EXERCISE DIRECTIONS >> Gather every line of the material below that contains the word "Target", and copy each one out.
---------- EXERCISE INPUT ----------
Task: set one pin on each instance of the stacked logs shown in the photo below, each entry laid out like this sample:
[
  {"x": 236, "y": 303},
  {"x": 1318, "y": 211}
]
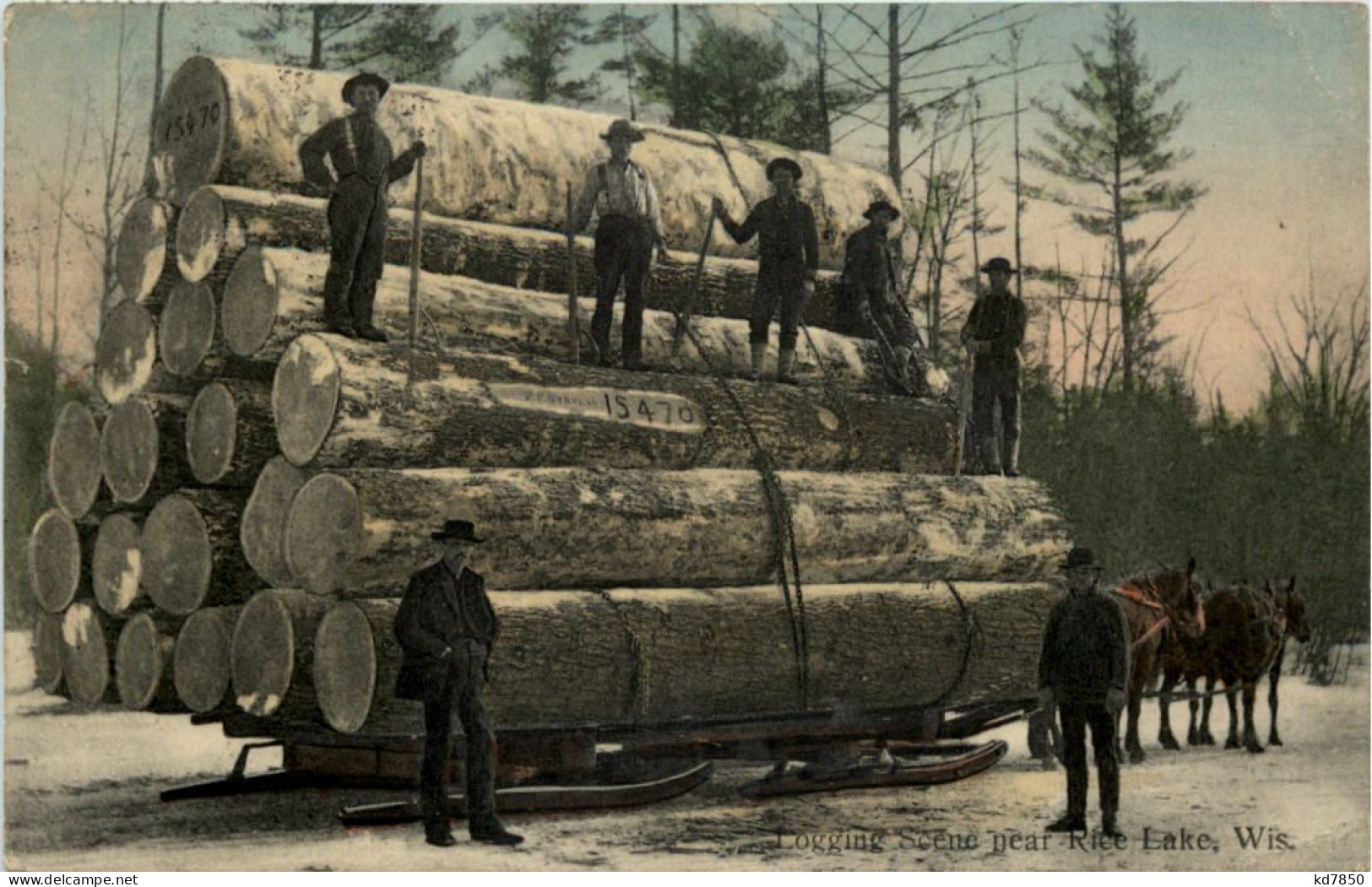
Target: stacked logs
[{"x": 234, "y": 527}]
----------
---------- EXERCISE INPUT ----------
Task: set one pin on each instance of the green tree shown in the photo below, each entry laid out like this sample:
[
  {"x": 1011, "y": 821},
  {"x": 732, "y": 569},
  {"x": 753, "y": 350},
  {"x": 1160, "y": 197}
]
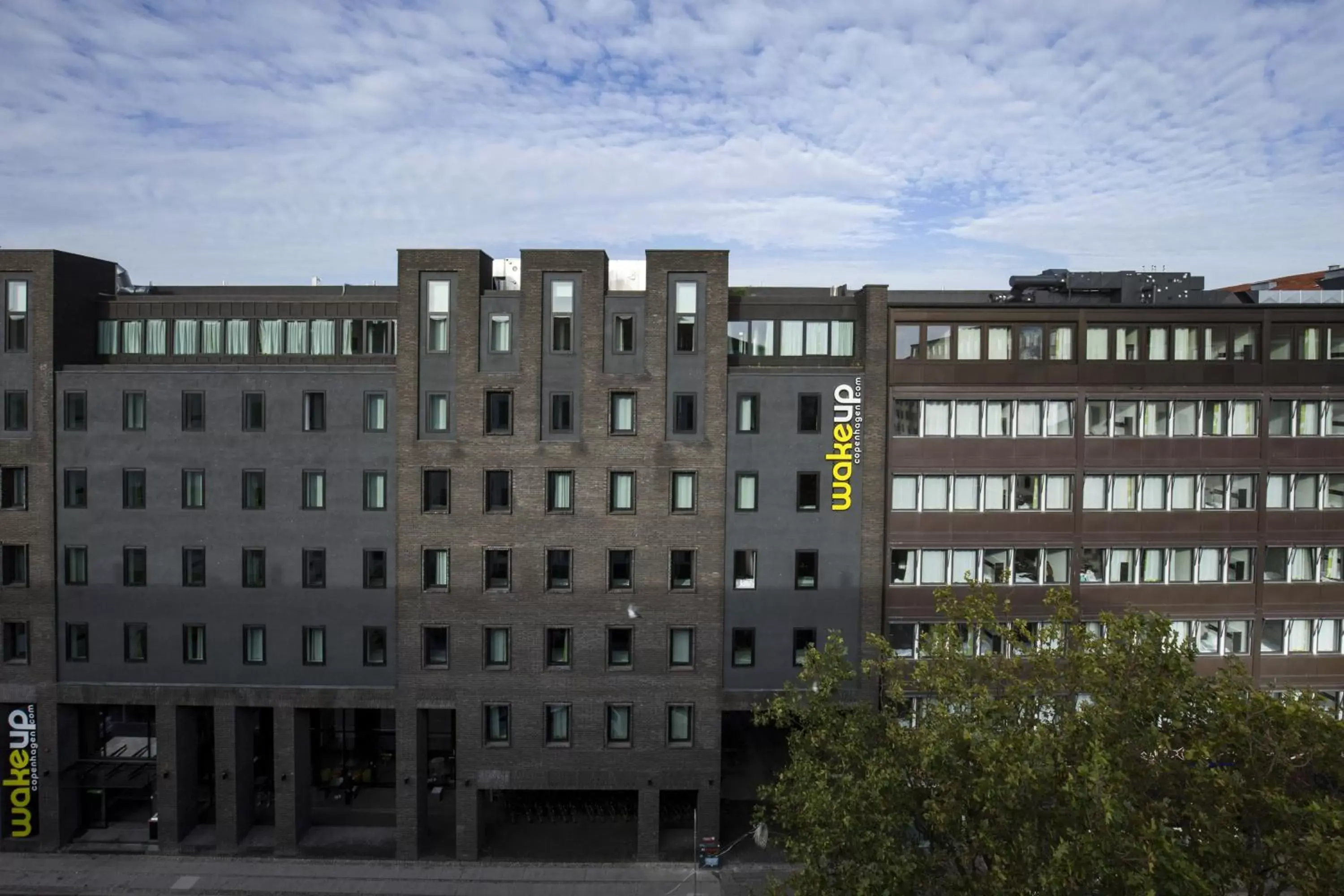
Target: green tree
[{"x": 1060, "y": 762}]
----------
---------- EXERCISE INPUT ----------
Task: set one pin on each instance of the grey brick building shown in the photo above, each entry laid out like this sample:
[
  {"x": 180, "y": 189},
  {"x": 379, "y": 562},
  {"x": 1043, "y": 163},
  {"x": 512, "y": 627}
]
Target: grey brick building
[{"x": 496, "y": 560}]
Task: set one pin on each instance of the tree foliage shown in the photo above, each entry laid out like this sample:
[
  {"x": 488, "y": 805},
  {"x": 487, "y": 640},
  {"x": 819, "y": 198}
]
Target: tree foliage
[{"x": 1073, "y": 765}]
----------
RESPONSE BELOW >>
Target: stacked logs
Target: green tree
Target: grey brick building
Target: tree foliage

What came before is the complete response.